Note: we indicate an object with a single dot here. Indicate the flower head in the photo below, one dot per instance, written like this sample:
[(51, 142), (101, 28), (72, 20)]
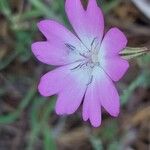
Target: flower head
[(88, 62)]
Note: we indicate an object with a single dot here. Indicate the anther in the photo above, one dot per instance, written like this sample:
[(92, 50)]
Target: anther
[(93, 41), (90, 81), (71, 47)]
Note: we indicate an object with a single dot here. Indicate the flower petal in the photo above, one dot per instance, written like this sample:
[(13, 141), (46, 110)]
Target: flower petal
[(108, 94), (115, 67), (113, 42), (49, 53), (91, 106), (88, 24), (52, 82), (54, 53), (72, 94), (58, 34)]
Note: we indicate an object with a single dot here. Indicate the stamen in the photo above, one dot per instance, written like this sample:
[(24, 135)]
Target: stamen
[(93, 41), (90, 81), (71, 47)]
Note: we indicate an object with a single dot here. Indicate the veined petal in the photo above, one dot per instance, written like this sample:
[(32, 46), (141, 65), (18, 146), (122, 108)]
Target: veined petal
[(54, 81), (49, 53), (115, 67), (57, 33), (88, 24), (91, 106), (54, 53), (114, 41), (70, 97), (108, 95)]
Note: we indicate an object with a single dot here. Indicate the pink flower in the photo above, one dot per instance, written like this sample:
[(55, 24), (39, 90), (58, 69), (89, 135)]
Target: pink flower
[(88, 62)]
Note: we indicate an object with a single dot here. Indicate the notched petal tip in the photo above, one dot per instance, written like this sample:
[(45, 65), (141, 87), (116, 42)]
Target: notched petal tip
[(115, 114), (120, 34), (42, 90), (96, 124), (41, 24)]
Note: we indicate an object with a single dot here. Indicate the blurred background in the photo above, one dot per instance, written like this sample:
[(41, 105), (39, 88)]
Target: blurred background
[(28, 121)]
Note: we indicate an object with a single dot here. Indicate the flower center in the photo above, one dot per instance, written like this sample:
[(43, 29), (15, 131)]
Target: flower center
[(91, 56)]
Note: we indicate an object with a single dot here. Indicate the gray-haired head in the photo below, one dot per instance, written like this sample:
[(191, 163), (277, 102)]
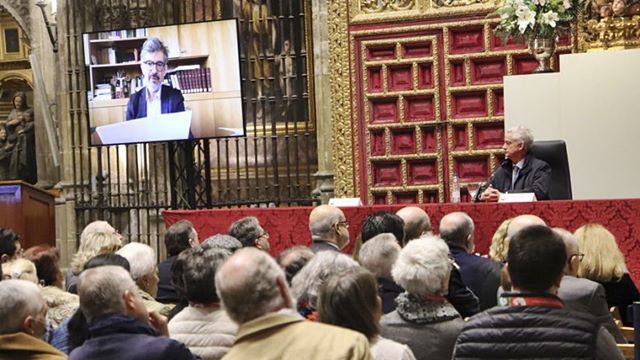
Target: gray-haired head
[(522, 135), (250, 284), (18, 299), (152, 45), (379, 254), (101, 290), (305, 286), (423, 267), (222, 241), (456, 229)]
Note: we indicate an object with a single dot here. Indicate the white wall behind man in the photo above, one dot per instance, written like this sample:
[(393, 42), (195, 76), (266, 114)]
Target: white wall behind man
[(593, 103)]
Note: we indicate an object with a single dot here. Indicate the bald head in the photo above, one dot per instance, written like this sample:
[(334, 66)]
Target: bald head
[(456, 229), (251, 284), (416, 222), (322, 224), (522, 221)]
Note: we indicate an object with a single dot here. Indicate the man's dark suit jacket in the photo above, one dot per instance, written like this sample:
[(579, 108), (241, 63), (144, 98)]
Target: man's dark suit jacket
[(533, 177), (480, 274), (171, 100)]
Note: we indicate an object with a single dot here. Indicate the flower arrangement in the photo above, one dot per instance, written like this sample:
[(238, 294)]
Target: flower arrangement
[(526, 19)]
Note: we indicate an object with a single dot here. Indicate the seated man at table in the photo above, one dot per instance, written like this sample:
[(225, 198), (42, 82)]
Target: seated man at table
[(519, 172)]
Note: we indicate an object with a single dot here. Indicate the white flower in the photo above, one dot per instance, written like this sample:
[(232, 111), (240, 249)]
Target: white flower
[(526, 17), (550, 18)]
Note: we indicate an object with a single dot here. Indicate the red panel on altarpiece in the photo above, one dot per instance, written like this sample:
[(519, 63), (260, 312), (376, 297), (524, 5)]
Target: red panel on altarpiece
[(425, 76), (386, 173), (377, 143), (403, 141), (386, 52), (399, 78), (472, 169), (429, 140), (375, 79), (460, 137), (469, 104), (466, 40), (488, 136), (419, 108), (422, 172), (488, 71), (419, 49), (384, 111)]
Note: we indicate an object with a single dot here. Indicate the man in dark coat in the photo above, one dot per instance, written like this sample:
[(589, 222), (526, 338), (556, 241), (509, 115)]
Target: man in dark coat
[(531, 321), (119, 325), (519, 172)]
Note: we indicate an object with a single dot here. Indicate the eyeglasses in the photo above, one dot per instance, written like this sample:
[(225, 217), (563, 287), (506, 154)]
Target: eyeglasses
[(579, 256), (160, 65)]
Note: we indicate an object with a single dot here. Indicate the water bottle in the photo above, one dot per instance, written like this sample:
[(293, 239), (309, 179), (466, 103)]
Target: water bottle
[(455, 189)]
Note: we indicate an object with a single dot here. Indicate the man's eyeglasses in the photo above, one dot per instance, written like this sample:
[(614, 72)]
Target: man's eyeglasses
[(160, 65), (579, 256)]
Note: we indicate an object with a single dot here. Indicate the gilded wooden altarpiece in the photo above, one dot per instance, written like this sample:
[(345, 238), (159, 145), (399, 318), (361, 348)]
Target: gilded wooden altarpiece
[(417, 95)]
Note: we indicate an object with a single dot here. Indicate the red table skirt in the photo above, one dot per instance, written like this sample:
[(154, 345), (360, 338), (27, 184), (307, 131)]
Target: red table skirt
[(289, 226)]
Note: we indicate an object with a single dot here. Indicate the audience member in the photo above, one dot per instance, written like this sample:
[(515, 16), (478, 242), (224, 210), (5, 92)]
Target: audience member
[(144, 272), (349, 299), (378, 256), (382, 222), (10, 247), (424, 319), (293, 259), (99, 237), (179, 237), (23, 325), (306, 284), (61, 304), (119, 324), (203, 326), (74, 331), (604, 263), (580, 294), (249, 232), (222, 241), (416, 222), (254, 291), (499, 245), (531, 321), (480, 274), (329, 228)]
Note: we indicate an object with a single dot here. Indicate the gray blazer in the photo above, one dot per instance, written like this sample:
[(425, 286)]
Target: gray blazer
[(588, 296)]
•••••
## What you have to do
Output exactly one stretch of the listing: from the line containing "Target: flower head" through the line containing "[(32, 46), (141, 65), (18, 146), (122, 108)]", both end lines included.

## Output of the task
Target: flower head
[(88, 62)]
Note: we indicate an object with a single dot here. Indicate the anther in the photo above, one dot per instance, written like this sample:
[(92, 50)]
Target: anther
[(93, 41), (90, 81), (71, 47)]
Note: we indicate an object with a single dot here. Indicate the flower petal in the photo above, one dot per instance, written like this sample:
[(13, 141), (46, 110)]
Target: flower petal
[(108, 94), (115, 67), (113, 42), (49, 53), (91, 106), (88, 24), (52, 82), (54, 53), (72, 94), (58, 34)]
Note: we indicate an object with a single dot here. Indicate the stamen in the photo above, one dot per instance, written like this sample:
[(24, 135)]
Target: stamen
[(93, 41), (90, 81), (71, 47)]
Note: we indicate an object with a single dot here. Indicate the veined petal in the photo above, one dot per instance, written like this sample:
[(32, 46), (141, 65), (18, 146), (122, 108)]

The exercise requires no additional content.